Material to process -
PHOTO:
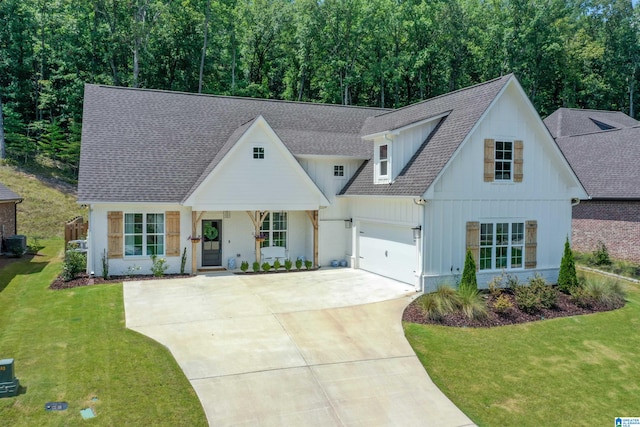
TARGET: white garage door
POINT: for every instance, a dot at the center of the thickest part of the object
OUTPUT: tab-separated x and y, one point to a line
388	250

Exercise - Rewrite the entries with every "white" changed to "gray" and nothing else altered. Leave out the pictures.

Answer -
PHOTO:
TARGET: gray garage door
POINT: for every instance, a dot at the center of the thickest part of the object
OUTPUT: tab-separated x and y, one point to a line
388	250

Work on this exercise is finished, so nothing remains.